#### EXTRAIT DU DOCUMENT:

>>>

Toute autorité vient-elle de Dieu ?
Voici une question que m’a posée Renaud :
Il y a un texte qui me pose question, c’est Romains 13 1-6. Tu as sûrement compris que je m’intéresse beaucoup à l’histoire, ancienne mais aussi celle qui s’écrit sous nos yeux. J’essaye d’avoir une lecture de l’actualité informée, en la regardant au travers des lunettes de la Parole.
Il est du coup pour moi évident que nous vivons dans un monde de mensonges et d’immoralité promues en tant que vertus. Il est du coup difficile de lire que Paul nous dit que « les autorités viennent de Dieu ». Je rejette évidement l’idée que les autorités de son époque venaient de Dieu, elles étaient aussi corrompues qu’aujourd’hui, et de plus le Message est par nature hors du temps. Mais du coup est-ce à dire que Staline, Mao ou Pol Pot sont institués par Dieu ? Et donc que la dissidence serait contraire à la volonté de Dieu ? Paul lui-même s’est mis hors la loi. Alors, à partir de quand l’insoumission devient-elle acceptable aux yeux de Dieu ?

<<<

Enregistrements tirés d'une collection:
>>>

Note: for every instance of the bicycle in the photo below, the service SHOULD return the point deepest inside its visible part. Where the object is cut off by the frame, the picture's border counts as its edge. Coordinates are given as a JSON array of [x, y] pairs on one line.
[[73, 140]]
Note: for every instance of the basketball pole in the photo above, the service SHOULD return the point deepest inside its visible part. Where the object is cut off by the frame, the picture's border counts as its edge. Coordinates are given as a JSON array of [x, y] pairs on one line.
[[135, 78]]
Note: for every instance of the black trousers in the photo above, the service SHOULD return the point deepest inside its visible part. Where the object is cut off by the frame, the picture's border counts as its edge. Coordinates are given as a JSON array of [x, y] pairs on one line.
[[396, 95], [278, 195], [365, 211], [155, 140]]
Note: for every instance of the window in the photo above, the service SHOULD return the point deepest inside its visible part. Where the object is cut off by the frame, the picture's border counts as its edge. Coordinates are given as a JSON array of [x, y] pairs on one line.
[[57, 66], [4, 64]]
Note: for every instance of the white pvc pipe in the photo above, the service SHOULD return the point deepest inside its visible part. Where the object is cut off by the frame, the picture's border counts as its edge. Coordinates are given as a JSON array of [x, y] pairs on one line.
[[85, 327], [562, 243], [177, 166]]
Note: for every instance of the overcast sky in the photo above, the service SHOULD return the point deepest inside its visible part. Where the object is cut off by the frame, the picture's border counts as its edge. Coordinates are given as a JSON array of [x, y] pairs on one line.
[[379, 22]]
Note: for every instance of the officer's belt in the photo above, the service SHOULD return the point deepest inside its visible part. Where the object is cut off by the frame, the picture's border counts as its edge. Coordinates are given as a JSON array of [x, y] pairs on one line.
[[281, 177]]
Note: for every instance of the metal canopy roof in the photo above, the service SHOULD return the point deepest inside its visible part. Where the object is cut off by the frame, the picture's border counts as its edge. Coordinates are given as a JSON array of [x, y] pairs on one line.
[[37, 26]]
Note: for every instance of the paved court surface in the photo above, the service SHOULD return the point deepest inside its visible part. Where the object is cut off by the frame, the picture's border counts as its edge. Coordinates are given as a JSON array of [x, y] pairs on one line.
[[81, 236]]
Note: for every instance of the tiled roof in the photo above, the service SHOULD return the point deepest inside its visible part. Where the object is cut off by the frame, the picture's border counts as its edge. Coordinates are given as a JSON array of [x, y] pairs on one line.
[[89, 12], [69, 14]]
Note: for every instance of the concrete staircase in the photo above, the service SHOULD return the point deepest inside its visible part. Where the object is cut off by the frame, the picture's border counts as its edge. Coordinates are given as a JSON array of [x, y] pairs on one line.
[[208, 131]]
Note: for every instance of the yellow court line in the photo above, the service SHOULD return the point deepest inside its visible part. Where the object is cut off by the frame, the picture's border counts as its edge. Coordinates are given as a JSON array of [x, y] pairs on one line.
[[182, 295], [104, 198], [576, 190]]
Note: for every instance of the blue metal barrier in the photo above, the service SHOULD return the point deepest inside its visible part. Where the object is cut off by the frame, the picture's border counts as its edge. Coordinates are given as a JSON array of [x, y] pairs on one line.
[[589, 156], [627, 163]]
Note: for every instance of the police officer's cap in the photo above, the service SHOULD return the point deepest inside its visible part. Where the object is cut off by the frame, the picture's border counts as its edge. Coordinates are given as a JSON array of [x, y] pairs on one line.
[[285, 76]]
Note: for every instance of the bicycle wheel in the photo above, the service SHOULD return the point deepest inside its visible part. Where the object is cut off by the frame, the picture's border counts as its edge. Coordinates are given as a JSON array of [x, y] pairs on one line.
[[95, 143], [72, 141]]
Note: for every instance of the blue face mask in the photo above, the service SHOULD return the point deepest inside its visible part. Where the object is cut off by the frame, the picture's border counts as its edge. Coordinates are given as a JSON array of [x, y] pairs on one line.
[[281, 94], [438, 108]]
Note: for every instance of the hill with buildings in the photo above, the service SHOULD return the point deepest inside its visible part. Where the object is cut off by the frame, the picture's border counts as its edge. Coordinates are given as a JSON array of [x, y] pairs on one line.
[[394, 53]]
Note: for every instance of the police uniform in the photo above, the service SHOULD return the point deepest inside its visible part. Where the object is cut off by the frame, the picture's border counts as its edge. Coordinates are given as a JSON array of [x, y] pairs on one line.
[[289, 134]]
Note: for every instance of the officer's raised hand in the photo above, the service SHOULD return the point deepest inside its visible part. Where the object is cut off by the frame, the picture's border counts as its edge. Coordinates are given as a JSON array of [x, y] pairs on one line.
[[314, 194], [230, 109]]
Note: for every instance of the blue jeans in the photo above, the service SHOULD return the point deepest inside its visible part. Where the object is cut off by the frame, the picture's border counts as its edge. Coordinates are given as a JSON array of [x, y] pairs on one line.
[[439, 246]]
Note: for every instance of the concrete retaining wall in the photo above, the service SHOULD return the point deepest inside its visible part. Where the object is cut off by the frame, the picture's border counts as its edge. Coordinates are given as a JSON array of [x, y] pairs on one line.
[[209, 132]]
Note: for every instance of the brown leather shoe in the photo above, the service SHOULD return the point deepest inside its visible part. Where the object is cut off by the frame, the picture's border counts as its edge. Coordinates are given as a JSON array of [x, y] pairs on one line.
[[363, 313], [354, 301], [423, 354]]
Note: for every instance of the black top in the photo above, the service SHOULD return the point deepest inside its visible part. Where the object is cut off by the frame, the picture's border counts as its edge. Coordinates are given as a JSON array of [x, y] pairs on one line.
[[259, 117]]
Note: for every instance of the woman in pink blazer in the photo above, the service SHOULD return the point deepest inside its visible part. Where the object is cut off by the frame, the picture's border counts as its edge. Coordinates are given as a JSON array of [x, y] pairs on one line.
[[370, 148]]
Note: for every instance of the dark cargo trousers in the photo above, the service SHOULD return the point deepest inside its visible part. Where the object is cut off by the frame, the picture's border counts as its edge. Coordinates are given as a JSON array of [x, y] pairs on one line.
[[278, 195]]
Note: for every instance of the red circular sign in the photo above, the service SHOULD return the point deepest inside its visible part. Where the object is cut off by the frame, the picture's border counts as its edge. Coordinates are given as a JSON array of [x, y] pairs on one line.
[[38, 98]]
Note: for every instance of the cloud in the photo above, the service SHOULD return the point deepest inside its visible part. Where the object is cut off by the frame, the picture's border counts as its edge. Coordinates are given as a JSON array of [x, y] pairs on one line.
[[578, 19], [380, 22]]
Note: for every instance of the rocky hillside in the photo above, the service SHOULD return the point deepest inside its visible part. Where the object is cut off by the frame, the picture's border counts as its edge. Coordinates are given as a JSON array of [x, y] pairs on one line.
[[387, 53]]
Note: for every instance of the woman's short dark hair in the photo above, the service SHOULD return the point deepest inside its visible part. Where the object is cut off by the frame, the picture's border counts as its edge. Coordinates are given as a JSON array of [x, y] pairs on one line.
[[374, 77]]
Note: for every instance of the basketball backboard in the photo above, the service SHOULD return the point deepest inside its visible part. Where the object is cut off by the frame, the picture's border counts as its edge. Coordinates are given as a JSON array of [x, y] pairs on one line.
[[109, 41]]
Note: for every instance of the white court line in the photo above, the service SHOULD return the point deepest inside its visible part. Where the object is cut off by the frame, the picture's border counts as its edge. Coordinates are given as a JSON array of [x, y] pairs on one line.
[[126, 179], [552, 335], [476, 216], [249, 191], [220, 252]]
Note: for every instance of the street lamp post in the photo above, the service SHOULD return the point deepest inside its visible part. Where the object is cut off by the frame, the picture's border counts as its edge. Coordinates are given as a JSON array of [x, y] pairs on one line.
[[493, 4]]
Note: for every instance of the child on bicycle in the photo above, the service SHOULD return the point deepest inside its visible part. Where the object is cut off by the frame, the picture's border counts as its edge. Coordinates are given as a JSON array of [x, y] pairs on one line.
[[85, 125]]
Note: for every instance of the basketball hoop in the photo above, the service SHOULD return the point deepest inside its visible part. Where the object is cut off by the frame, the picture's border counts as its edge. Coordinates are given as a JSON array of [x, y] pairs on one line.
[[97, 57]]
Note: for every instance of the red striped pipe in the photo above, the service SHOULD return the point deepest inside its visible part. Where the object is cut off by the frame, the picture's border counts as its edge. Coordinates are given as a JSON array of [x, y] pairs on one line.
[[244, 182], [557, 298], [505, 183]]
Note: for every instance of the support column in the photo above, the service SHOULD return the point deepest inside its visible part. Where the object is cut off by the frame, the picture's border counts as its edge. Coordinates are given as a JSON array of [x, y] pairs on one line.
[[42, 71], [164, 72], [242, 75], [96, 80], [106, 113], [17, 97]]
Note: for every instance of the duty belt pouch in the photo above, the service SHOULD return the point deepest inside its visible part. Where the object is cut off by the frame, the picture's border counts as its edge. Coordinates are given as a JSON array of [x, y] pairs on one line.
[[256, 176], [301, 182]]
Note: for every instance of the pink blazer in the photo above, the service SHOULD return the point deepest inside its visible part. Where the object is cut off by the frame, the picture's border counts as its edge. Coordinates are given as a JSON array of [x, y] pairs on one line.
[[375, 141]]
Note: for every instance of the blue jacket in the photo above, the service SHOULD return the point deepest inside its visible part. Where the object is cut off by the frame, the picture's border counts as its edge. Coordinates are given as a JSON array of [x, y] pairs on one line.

<<<

Relevez tous les dirigeants politiques que le texte sur Romains 13 nomme comme exemples.

Staline, Mao, Pol Pot